Activity =>
In the vectorizer troubleshooting guide below, which role must the search service identity hold on the Azure OpenAI resource to resolve an authentication failure?

Document extract =>
"""

If the vectorizer is configured correctly, the response returns matching documents ranked by similarity. You should get three results (k: 3), the first of which is the most relevant.

{
    "@odata.count": 3,
    "value": [
        {
            "@search.score": 0.66195244,
            "chunk": "Cloud Shadow\tGermany\nIn November 2012, the Earth Observing...",
            "title": "page-25.txt"
        },
        ... // Trimmed for brevity
    ]
}

Troubleshooting

If your vectorizer isn't working as expected, start with the common errors table and then check your diagnostic logs for more detail.

Common errors

The following table lists common vectorizer errors and how to resolve them.

Error Cause Resolution
Authentication failure (401/403) Invalid API key or missing RBAC role assignment for the embedding model. Verify your API key or confirm that the search service identity has the Cognitive Services OpenAI User role on the Azure OpenAI resource.
Dimension mismatch The vectorizer model produces embeddings with a different dimension count than the vector field expects. Ensure the dimensions property on the vector field matches the output dimensions of the embedding model (for example, 1536 for text-embedding-ada-002).
Rate limiting (429) The embedding model provider is throttling requests. Review Azure OpenAI quota limits and consider increasing your tokens-per-minute (TPM) allocation or reducing batch size.
Vectorizer not found The vector profile references a vectorizer name that doesn't exist in the index. Confirm that the vectorizer property in the vector profile matches the name of a vectorizer in the vectorizers array.
Empty results Text-to-vector conversion succeeded but the query returns no matches. Verify the fields parameter in the vector query matches the name of a searchable vector field. Increase k to return more results.

Check logs

If you enabled diagnostic logging for your search service, run the following Kusto query to confirm query execution on your vector field.

OperationEvent
| where TIMESTAMP > ago(30m)
| where Name == "Query.Search" and AdditionalInfo["QueryMetadata"]["Vectors"] has "TextLength"

Best practices

  • Use a managed identity instead of API keys in production. Managed identities are more secure and avoid key rotation overhead. For more information, see Configure a search service to connect using a managed identity.

  • Deploy the embedding model in the same region as your search service. Colocation reduces latency and improves the speed of data transfer between services. Vectorizers are available in all regions where Azure AI Search is available, but model availability varies by provider.

  • Use separate deployments of the same embedding model for indexing and queries. Dedicated deployments let you allocate TPM quota independently for each workload and make it easier to identify traffic sources.

  • Monitor your Azure OpenAI TPM quota. If you're hitting your TPM limit, review the quota limits and consider requesting a higher limit through a support case.

  • Review best practices for the Azure OpenAI embedding skill. The same guidance applies to the Azure OpenAI vectorizer.

"""

Material shown =>
"""

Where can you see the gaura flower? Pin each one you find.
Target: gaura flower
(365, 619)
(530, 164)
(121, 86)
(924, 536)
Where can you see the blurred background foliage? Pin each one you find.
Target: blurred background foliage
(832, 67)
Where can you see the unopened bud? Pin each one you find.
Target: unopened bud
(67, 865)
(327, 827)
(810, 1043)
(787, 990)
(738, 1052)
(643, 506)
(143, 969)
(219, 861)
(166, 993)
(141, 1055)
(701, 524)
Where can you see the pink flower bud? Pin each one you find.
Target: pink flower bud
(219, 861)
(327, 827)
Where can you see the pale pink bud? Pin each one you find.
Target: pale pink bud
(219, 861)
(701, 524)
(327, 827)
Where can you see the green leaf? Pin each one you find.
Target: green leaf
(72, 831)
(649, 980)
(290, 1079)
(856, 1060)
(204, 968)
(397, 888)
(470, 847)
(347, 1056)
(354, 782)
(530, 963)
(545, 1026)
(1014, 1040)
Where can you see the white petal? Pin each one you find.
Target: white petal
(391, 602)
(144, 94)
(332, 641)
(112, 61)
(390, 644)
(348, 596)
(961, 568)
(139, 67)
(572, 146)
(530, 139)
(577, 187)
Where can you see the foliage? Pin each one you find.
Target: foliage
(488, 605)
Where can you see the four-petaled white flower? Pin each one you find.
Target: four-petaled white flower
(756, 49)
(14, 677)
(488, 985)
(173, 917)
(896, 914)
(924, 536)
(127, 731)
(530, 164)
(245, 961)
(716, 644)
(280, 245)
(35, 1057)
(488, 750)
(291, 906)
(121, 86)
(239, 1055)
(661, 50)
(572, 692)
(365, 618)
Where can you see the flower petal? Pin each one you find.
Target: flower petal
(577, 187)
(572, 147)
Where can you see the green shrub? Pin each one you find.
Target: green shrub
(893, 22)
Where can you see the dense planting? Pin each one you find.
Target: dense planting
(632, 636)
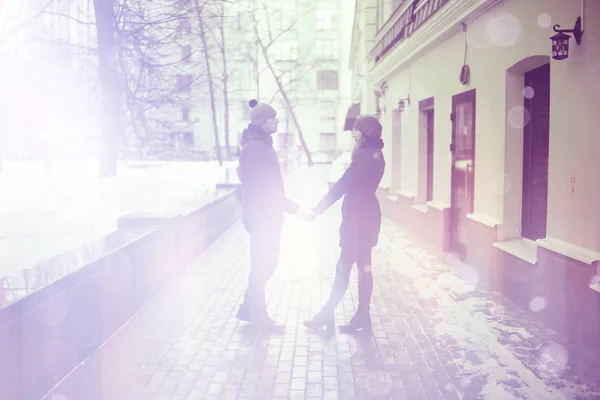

"""

Your response =>
The Cognitive Services OpenAI User role.